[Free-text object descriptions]
'''
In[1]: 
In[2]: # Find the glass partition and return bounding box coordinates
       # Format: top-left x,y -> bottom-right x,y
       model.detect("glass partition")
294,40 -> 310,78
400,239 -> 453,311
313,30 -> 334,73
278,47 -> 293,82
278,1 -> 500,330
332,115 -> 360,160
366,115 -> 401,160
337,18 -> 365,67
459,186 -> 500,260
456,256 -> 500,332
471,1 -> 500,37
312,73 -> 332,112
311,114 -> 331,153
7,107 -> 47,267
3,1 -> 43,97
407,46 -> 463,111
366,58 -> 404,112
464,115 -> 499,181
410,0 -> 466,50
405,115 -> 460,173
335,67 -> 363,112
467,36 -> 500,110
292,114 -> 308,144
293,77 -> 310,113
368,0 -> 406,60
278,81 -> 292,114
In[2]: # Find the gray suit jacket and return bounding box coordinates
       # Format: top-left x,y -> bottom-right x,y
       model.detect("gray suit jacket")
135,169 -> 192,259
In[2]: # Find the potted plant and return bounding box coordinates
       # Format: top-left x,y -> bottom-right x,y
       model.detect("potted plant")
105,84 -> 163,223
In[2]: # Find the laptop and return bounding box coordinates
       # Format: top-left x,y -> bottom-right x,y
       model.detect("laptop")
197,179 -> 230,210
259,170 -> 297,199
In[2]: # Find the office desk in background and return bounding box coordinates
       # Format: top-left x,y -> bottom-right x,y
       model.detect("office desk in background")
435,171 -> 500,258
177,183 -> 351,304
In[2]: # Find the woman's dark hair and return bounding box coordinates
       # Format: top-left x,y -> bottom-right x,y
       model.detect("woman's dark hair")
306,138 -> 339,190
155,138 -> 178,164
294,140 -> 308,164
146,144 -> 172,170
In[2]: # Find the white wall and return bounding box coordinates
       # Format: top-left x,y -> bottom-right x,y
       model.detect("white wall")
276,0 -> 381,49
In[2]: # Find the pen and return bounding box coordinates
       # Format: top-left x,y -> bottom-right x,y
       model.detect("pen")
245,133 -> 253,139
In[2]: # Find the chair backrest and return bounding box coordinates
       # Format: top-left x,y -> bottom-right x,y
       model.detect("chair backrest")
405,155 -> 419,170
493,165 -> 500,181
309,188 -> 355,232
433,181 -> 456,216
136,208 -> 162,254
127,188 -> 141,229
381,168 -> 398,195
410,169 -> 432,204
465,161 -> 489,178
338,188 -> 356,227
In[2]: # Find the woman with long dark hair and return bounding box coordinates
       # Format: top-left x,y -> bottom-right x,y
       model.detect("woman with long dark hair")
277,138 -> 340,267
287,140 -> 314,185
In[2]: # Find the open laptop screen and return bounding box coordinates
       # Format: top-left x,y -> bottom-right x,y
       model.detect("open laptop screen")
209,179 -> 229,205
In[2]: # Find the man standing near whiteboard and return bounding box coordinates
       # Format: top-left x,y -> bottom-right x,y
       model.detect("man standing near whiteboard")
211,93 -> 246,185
'''
▸ WHAT TO DO
Repeat the records above exactly.

▸ SOLUTION
In[1]: 
In[2]: # Find the glass partition and return bounding box coordinates
       # Format: top-left x,y -> bottom-right x,y
       model.detect("glass partition")
294,40 -> 310,78
400,239 -> 453,311
313,30 -> 334,73
278,47 -> 293,82
278,1 -> 500,330
332,115 -> 360,160
366,115 -> 401,160
337,18 -> 365,67
459,186 -> 500,260
456,256 -> 500,332
471,1 -> 500,37
312,73 -> 332,112
311,114 -> 331,153
7,107 -> 47,267
3,1 -> 43,97
407,46 -> 463,111
366,58 -> 404,112
464,115 -> 499,181
410,0 -> 466,50
405,115 -> 460,173
335,67 -> 363,112
467,36 -> 500,110
292,114 -> 308,144
293,77 -> 310,113
368,0 -> 406,60
278,81 -> 292,114
In[2]: # Find the gray suit jacket and return bounding box coordinates
       # Format: top-left x,y -> bottom-right x,y
       model.detect("gray suit jacket")
135,169 -> 192,259
In[2]: # Find the potted plant and return bounding box coordinates
       # Format: top-left x,y -> bottom-right x,y
       model.detect("potted plant")
105,84 -> 163,223
In[2]: # Find the laptop and return bounding box coordinates
       # Format: top-left x,y -> bottom-right x,y
       model.detect("laptop")
197,179 -> 230,210
259,170 -> 297,199
In[2]: # Find the office desk in background and return bounding box coordinates
       # Format: top-left x,y -> bottom-right x,y
       model.detect("office desk in background")
435,171 -> 500,258
177,183 -> 351,304
In[2]: # Find the woman's dark hair and return bounding box coordinates
       # Format: top-left x,y -> bottom-right x,y
       model.detect("woman's dark hair")
306,138 -> 339,190
155,138 -> 178,164
294,140 -> 308,164
146,144 -> 172,170
In[2]: # Find the white wall and return bounding box coordinates
       # Format: top-left x,y -> bottom-right x,y
       model.detect("white wall")
276,0 -> 381,49
In[2]: # Find the pen and return bounding box coordinates
       # Format: top-left x,y -> bottom-right x,y
       model.detect("pen")
245,133 -> 253,139
In[2]: # Find the chair backrest and return bounding box coordinates
       # Format: top-left x,y -> bottom-right x,y
       model.detect("chair backrest")
405,155 -> 419,170
493,165 -> 500,181
309,188 -> 355,232
433,181 -> 456,216
136,208 -> 162,254
127,188 -> 141,229
381,168 -> 398,195
410,169 -> 432,204
465,161 -> 489,178
338,188 -> 356,227
In[2]: # Find the woman with long dark hair and return bounding box coordinates
       # Format: top-left x,y -> bottom-right x,y
       model.detect("woman with long dark hair")
277,138 -> 340,267
287,140 -> 314,185
In[2]: # Find the open laptop screen and return bounding box coordinates
       # Format: top-left x,y -> bottom-right x,y
       model.detect("open laptop screen")
209,179 -> 229,205
In[2]: # Find the man standing near whiteboard and return bounding box coordinates
       # Format: top-left x,y -> bottom-right x,y
       model.detect("man standing near whiteboard")
211,93 -> 246,185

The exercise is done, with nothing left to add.